Which lines of the data below include the string "beak"? Return each of them.

# [Information]
BEGIN

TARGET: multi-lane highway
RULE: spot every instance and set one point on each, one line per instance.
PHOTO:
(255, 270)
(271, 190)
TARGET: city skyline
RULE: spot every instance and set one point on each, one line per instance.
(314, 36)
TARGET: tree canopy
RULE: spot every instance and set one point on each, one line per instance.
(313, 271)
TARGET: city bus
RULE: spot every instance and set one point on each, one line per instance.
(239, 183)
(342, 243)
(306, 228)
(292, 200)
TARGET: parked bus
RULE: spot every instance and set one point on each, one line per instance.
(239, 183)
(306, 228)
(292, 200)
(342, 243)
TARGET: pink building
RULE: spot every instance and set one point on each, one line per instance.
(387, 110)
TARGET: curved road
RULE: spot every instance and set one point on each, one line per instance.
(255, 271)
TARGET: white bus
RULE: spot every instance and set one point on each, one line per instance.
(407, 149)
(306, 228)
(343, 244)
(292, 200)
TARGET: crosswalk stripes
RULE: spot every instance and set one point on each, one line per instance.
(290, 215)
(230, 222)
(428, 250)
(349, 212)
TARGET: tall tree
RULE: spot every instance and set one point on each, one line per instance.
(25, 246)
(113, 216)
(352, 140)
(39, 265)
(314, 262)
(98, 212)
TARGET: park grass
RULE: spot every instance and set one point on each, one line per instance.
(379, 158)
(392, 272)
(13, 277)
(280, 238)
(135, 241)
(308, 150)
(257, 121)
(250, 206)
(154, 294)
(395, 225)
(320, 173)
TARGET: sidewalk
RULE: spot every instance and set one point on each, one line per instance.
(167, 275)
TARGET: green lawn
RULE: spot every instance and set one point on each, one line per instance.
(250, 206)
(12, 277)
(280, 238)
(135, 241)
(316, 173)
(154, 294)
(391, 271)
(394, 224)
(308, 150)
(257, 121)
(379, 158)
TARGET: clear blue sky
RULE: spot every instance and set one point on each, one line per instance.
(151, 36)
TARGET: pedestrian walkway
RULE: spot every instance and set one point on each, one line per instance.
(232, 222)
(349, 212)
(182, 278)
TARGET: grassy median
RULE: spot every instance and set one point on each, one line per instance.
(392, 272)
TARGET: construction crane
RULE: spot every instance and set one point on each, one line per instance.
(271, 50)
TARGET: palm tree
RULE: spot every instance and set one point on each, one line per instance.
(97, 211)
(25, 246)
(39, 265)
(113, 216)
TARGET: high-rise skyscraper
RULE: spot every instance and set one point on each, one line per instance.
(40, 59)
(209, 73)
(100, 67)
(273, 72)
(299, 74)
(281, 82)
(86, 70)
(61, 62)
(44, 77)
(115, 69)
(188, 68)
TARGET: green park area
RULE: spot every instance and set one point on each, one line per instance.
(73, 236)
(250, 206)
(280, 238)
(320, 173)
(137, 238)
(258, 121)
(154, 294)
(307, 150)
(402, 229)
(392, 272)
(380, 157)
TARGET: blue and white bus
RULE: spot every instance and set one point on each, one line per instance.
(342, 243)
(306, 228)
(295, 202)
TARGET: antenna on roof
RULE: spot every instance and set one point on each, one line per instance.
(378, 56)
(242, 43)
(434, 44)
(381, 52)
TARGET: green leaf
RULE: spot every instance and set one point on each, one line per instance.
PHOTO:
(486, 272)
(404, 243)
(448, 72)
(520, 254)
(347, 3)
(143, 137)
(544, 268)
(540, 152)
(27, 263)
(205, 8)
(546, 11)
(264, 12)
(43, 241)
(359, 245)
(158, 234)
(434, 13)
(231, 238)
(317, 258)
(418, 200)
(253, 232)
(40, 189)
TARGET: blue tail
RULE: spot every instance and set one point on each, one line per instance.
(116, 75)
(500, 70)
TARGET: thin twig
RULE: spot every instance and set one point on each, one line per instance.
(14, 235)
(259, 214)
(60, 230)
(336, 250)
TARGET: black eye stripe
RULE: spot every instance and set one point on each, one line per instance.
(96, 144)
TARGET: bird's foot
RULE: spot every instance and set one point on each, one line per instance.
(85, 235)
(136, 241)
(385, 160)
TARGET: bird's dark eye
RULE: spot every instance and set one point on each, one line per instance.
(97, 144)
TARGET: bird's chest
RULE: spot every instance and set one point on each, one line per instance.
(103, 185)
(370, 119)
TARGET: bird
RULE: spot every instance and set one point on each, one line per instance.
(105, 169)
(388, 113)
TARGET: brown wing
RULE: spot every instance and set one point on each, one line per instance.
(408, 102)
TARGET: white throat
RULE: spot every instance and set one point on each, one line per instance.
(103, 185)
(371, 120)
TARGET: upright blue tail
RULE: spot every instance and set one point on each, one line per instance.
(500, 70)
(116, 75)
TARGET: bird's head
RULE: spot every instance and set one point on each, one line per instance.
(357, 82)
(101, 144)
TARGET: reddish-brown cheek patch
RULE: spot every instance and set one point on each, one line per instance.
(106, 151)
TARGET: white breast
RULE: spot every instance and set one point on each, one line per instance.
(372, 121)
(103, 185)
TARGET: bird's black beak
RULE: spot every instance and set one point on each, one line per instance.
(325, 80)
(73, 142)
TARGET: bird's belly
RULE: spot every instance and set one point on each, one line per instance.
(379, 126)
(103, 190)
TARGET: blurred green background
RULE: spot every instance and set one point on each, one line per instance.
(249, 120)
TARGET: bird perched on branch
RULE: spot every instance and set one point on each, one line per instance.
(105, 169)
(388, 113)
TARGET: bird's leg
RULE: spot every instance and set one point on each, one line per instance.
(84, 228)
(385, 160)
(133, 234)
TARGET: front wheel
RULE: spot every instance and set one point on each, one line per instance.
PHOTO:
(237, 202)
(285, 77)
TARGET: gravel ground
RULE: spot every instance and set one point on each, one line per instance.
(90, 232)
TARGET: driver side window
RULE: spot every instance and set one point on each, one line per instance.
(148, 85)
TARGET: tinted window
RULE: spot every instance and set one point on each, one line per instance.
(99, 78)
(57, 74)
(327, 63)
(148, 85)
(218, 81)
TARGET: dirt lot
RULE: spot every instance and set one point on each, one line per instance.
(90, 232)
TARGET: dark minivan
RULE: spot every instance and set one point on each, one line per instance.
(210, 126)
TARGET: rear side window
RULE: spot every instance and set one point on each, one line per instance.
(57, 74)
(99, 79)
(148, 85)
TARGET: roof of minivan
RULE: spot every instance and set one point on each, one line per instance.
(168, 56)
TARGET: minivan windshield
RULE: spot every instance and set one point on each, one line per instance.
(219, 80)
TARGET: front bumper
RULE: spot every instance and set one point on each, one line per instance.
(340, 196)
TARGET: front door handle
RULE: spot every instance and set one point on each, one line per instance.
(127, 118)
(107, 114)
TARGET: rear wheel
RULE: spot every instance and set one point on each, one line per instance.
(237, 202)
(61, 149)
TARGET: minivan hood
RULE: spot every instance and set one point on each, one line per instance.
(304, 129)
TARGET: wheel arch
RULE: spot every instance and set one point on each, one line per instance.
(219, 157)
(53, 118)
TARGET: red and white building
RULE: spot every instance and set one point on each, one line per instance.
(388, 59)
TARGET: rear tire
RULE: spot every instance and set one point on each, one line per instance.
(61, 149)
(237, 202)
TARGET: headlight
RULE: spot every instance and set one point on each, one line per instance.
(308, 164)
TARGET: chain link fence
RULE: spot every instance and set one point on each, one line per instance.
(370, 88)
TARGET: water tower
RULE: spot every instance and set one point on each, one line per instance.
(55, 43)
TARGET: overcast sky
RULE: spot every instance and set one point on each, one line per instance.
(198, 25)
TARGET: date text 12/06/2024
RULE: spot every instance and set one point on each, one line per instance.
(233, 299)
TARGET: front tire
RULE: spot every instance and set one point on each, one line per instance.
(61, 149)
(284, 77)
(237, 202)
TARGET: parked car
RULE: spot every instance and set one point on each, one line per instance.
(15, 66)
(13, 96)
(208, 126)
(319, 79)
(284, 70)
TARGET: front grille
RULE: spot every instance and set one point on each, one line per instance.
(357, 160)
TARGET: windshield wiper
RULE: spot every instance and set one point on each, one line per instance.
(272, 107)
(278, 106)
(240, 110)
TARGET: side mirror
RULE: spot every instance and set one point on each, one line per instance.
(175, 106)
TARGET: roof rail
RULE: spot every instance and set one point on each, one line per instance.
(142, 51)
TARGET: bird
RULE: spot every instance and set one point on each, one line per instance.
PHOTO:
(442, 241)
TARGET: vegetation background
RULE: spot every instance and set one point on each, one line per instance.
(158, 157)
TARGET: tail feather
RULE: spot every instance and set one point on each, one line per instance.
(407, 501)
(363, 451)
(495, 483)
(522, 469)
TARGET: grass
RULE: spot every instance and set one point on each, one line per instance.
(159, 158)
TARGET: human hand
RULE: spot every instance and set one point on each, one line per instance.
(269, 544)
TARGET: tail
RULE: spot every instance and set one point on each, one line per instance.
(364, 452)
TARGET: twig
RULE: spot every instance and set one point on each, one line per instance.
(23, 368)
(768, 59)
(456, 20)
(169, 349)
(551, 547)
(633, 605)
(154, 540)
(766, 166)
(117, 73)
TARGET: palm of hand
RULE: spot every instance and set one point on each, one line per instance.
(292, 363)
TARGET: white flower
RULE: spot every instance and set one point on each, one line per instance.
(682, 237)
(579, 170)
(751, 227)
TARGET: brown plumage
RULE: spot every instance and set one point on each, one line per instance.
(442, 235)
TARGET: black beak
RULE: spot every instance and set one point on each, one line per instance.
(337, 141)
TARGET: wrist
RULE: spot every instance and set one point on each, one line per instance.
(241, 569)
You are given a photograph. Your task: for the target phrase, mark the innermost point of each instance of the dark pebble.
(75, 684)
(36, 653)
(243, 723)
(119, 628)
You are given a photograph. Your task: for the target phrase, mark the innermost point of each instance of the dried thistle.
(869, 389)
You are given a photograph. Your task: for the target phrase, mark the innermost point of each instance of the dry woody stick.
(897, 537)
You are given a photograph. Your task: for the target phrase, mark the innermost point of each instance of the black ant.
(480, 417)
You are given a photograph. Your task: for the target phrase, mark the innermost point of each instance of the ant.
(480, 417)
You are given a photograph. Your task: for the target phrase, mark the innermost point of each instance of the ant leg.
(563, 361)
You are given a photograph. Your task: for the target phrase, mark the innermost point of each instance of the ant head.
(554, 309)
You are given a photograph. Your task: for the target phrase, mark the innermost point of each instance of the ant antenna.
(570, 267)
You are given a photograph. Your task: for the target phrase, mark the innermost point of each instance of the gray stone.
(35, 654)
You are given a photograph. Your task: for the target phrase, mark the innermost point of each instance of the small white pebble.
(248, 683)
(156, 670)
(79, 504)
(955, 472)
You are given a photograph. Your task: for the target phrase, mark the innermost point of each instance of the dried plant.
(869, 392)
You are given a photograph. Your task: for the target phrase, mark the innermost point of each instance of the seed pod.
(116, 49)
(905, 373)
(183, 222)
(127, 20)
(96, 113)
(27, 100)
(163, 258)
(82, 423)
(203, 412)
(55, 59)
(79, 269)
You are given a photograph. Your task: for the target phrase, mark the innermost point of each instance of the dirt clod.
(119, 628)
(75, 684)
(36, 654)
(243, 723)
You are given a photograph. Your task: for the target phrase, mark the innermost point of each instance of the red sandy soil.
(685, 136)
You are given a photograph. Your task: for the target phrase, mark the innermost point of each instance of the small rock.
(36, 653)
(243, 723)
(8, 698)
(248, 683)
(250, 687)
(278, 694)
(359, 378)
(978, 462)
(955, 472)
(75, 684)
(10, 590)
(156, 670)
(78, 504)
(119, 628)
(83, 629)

END

# [Written reply]
TARGET: bird's black beak
TARGET: black beak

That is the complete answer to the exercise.